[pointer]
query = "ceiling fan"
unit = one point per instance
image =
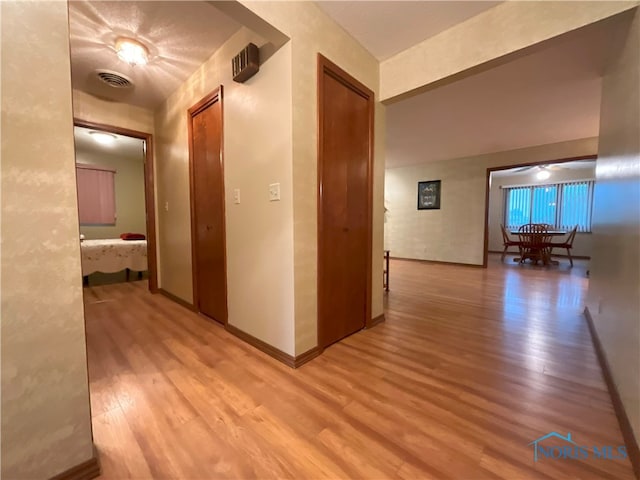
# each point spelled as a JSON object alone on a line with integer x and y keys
{"x": 554, "y": 166}
{"x": 544, "y": 171}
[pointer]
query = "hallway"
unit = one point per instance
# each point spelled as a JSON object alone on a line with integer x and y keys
{"x": 470, "y": 367}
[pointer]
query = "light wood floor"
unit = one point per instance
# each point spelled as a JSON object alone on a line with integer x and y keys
{"x": 470, "y": 367}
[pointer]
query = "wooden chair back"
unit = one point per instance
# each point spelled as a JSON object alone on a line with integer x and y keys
{"x": 534, "y": 236}
{"x": 571, "y": 236}
{"x": 505, "y": 235}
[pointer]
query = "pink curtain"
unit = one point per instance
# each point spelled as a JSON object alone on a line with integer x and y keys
{"x": 96, "y": 195}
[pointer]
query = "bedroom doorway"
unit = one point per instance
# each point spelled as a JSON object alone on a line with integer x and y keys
{"x": 102, "y": 151}
{"x": 208, "y": 236}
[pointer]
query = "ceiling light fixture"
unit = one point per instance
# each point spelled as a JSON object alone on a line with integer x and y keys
{"x": 132, "y": 52}
{"x": 543, "y": 174}
{"x": 103, "y": 138}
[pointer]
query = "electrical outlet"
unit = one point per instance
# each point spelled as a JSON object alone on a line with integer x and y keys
{"x": 274, "y": 192}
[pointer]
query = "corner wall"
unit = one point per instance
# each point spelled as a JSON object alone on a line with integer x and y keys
{"x": 455, "y": 233}
{"x": 46, "y": 422}
{"x": 312, "y": 32}
{"x": 614, "y": 286}
{"x": 92, "y": 109}
{"x": 257, "y": 151}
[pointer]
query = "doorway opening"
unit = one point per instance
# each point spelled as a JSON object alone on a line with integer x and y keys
{"x": 114, "y": 171}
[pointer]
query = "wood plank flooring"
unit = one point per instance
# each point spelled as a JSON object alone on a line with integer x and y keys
{"x": 470, "y": 367}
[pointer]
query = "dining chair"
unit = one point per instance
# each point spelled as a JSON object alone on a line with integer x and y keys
{"x": 534, "y": 243}
{"x": 567, "y": 244}
{"x": 507, "y": 242}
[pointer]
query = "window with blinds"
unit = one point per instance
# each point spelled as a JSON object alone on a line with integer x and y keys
{"x": 561, "y": 205}
{"x": 96, "y": 195}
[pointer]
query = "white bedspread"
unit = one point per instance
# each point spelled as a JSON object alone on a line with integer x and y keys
{"x": 113, "y": 255}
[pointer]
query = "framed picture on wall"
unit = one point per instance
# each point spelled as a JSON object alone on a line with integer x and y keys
{"x": 429, "y": 195}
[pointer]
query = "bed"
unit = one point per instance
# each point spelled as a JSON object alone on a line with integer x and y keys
{"x": 113, "y": 255}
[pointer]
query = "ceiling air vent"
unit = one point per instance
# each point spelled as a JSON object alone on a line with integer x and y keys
{"x": 114, "y": 79}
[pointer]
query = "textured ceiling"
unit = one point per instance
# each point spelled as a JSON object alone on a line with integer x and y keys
{"x": 123, "y": 147}
{"x": 550, "y": 95}
{"x": 587, "y": 165}
{"x": 385, "y": 28}
{"x": 180, "y": 35}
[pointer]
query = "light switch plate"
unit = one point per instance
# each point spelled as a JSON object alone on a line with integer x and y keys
{"x": 274, "y": 192}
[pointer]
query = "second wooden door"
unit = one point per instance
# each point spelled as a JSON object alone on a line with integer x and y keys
{"x": 207, "y": 207}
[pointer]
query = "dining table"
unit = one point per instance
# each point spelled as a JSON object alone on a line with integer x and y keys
{"x": 549, "y": 233}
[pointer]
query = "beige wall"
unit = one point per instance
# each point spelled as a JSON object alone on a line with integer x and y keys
{"x": 312, "y": 31}
{"x": 476, "y": 41}
{"x": 455, "y": 233}
{"x": 582, "y": 242}
{"x": 93, "y": 109}
{"x": 257, "y": 152}
{"x": 129, "y": 186}
{"x": 46, "y": 424}
{"x": 614, "y": 287}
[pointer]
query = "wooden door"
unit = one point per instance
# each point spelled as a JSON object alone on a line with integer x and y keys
{"x": 345, "y": 153}
{"x": 207, "y": 207}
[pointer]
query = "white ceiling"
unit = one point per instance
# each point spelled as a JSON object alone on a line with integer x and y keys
{"x": 550, "y": 95}
{"x": 180, "y": 35}
{"x": 385, "y": 28}
{"x": 123, "y": 147}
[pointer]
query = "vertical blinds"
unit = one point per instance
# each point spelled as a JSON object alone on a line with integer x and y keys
{"x": 561, "y": 205}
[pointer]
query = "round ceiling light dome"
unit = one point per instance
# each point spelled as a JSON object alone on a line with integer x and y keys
{"x": 132, "y": 51}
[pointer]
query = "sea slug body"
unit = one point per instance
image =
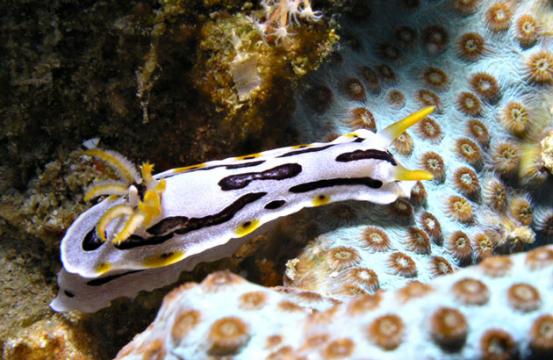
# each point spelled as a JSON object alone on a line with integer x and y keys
{"x": 186, "y": 215}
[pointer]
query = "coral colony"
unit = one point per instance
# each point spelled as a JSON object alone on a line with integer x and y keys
{"x": 500, "y": 309}
{"x": 431, "y": 273}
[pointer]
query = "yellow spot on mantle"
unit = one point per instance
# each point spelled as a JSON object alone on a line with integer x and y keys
{"x": 248, "y": 157}
{"x": 163, "y": 259}
{"x": 103, "y": 268}
{"x": 247, "y": 227}
{"x": 351, "y": 135}
{"x": 320, "y": 200}
{"x": 187, "y": 168}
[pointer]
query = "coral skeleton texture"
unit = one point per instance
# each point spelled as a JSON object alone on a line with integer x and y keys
{"x": 501, "y": 308}
{"x": 487, "y": 67}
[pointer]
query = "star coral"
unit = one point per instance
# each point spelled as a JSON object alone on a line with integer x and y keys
{"x": 507, "y": 311}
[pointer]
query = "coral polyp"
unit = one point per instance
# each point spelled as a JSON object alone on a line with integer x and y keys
{"x": 471, "y": 46}
{"x": 527, "y": 29}
{"x": 499, "y": 16}
{"x": 469, "y": 104}
{"x": 386, "y": 331}
{"x": 540, "y": 67}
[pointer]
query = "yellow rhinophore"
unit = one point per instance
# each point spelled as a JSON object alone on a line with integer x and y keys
{"x": 106, "y": 188}
{"x": 138, "y": 211}
{"x": 404, "y": 174}
{"x": 111, "y": 214}
{"x": 394, "y": 130}
{"x": 124, "y": 168}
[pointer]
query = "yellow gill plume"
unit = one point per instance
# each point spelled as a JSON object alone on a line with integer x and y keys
{"x": 394, "y": 130}
{"x": 403, "y": 174}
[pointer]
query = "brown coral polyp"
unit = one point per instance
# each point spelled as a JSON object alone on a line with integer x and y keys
{"x": 440, "y": 266}
{"x": 467, "y": 182}
{"x": 498, "y": 16}
{"x": 253, "y": 300}
{"x": 227, "y": 335}
{"x": 539, "y": 258}
{"x": 418, "y": 241}
{"x": 496, "y": 266}
{"x": 506, "y": 158}
{"x": 435, "y": 38}
{"x": 460, "y": 209}
{"x": 469, "y": 104}
{"x": 413, "y": 289}
{"x": 497, "y": 344}
{"x": 459, "y": 246}
{"x": 343, "y": 257}
{"x": 469, "y": 151}
{"x": 521, "y": 209}
{"x": 541, "y": 336}
{"x": 478, "y": 131}
{"x": 523, "y": 297}
{"x": 386, "y": 73}
{"x": 354, "y": 89}
{"x": 184, "y": 323}
{"x": 402, "y": 264}
{"x": 403, "y": 208}
{"x": 404, "y": 144}
{"x": 367, "y": 278}
{"x": 361, "y": 118}
{"x": 376, "y": 239}
{"x": 449, "y": 329}
{"x": 430, "y": 129}
{"x": 371, "y": 79}
{"x": 540, "y": 67}
{"x": 471, "y": 46}
{"x": 485, "y": 85}
{"x": 527, "y": 30}
{"x": 433, "y": 163}
{"x": 483, "y": 245}
{"x": 418, "y": 193}
{"x": 471, "y": 291}
{"x": 396, "y": 99}
{"x": 495, "y": 195}
{"x": 514, "y": 118}
{"x": 340, "y": 348}
{"x": 429, "y": 98}
{"x": 387, "y": 331}
{"x": 363, "y": 303}
{"x": 432, "y": 226}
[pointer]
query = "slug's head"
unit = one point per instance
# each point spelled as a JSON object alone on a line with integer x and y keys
{"x": 393, "y": 131}
{"x": 139, "y": 196}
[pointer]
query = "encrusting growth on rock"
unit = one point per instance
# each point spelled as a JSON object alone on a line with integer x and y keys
{"x": 518, "y": 321}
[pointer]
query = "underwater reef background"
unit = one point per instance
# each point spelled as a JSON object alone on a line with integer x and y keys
{"x": 171, "y": 82}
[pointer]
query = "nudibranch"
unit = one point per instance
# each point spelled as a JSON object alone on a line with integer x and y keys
{"x": 186, "y": 215}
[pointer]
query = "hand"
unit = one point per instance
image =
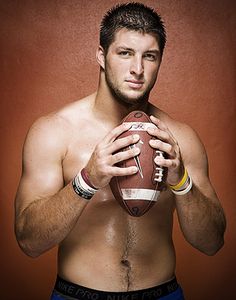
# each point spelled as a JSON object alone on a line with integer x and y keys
{"x": 166, "y": 142}
{"x": 102, "y": 164}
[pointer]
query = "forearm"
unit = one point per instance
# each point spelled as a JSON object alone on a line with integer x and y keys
{"x": 202, "y": 220}
{"x": 46, "y": 222}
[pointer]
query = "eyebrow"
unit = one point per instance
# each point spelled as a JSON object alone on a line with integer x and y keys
{"x": 154, "y": 51}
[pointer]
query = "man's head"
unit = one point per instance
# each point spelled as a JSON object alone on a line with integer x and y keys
{"x": 132, "y": 16}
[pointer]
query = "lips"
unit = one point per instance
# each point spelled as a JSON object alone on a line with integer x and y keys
{"x": 135, "y": 84}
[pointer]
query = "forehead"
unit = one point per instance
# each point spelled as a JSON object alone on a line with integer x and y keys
{"x": 135, "y": 40}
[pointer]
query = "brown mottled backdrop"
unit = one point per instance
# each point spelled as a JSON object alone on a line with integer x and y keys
{"x": 47, "y": 59}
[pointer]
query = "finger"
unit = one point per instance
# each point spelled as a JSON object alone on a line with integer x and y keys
{"x": 116, "y": 171}
{"x": 123, "y": 143}
{"x": 124, "y": 155}
{"x": 168, "y": 163}
{"x": 111, "y": 136}
{"x": 170, "y": 149}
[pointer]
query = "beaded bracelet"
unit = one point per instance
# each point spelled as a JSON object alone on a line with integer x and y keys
{"x": 184, "y": 186}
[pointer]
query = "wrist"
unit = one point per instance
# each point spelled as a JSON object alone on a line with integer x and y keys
{"x": 82, "y": 186}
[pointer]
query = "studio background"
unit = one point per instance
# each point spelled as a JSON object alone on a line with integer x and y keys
{"x": 47, "y": 59}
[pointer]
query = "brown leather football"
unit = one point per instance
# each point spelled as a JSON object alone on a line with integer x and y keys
{"x": 139, "y": 192}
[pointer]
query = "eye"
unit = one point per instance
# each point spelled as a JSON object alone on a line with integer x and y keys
{"x": 150, "y": 56}
{"x": 124, "y": 53}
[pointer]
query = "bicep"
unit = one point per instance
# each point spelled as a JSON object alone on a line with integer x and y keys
{"x": 42, "y": 174}
{"x": 196, "y": 162}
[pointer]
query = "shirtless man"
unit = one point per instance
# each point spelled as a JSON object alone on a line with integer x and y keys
{"x": 104, "y": 253}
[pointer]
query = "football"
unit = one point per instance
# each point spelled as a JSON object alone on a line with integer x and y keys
{"x": 139, "y": 192}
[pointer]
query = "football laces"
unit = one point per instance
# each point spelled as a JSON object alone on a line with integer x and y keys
{"x": 159, "y": 170}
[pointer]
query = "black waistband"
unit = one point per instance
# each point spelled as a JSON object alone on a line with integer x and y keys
{"x": 74, "y": 291}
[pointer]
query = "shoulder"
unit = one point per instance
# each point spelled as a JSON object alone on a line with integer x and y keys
{"x": 54, "y": 130}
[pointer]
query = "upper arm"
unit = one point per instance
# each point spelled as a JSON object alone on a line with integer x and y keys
{"x": 42, "y": 174}
{"x": 195, "y": 159}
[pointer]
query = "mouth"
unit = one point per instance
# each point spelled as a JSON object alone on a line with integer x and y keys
{"x": 135, "y": 84}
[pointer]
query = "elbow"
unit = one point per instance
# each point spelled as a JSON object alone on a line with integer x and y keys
{"x": 26, "y": 244}
{"x": 28, "y": 249}
{"x": 212, "y": 249}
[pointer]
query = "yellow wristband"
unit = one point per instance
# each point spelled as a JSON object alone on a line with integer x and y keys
{"x": 182, "y": 181}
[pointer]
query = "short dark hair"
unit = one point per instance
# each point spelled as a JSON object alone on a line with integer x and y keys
{"x": 133, "y": 16}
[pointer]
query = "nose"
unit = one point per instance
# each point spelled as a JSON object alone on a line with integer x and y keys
{"x": 136, "y": 67}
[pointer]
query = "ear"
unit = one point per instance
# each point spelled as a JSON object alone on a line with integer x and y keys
{"x": 100, "y": 56}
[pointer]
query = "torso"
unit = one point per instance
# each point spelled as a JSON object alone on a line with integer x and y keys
{"x": 108, "y": 249}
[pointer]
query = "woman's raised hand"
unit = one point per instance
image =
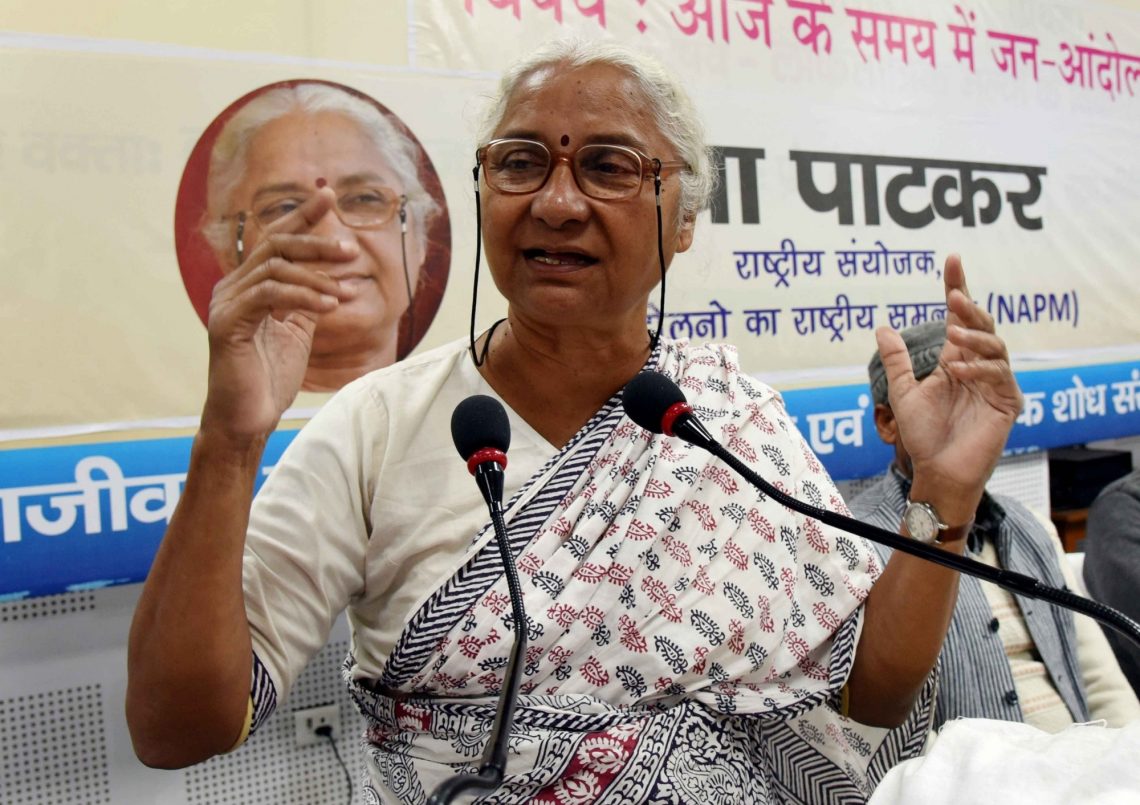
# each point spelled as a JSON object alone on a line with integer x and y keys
{"x": 262, "y": 317}
{"x": 955, "y": 422}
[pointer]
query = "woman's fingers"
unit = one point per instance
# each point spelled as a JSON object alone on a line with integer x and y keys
{"x": 287, "y": 263}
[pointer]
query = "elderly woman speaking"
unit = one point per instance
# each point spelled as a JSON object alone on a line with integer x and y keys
{"x": 691, "y": 641}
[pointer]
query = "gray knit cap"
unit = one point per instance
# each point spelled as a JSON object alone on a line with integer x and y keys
{"x": 923, "y": 341}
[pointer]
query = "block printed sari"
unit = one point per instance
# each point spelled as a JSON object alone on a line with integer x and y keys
{"x": 687, "y": 636}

= = =

■ **PROBLEM TO WORK ON**
Pick out every line above that contains the string "wall". Treat uppercase and lowercase letters as distinct.

■ **EXERCISE OUTPUT**
query = "corner wall"
query = "framed picture on wall"
query = "beige wall"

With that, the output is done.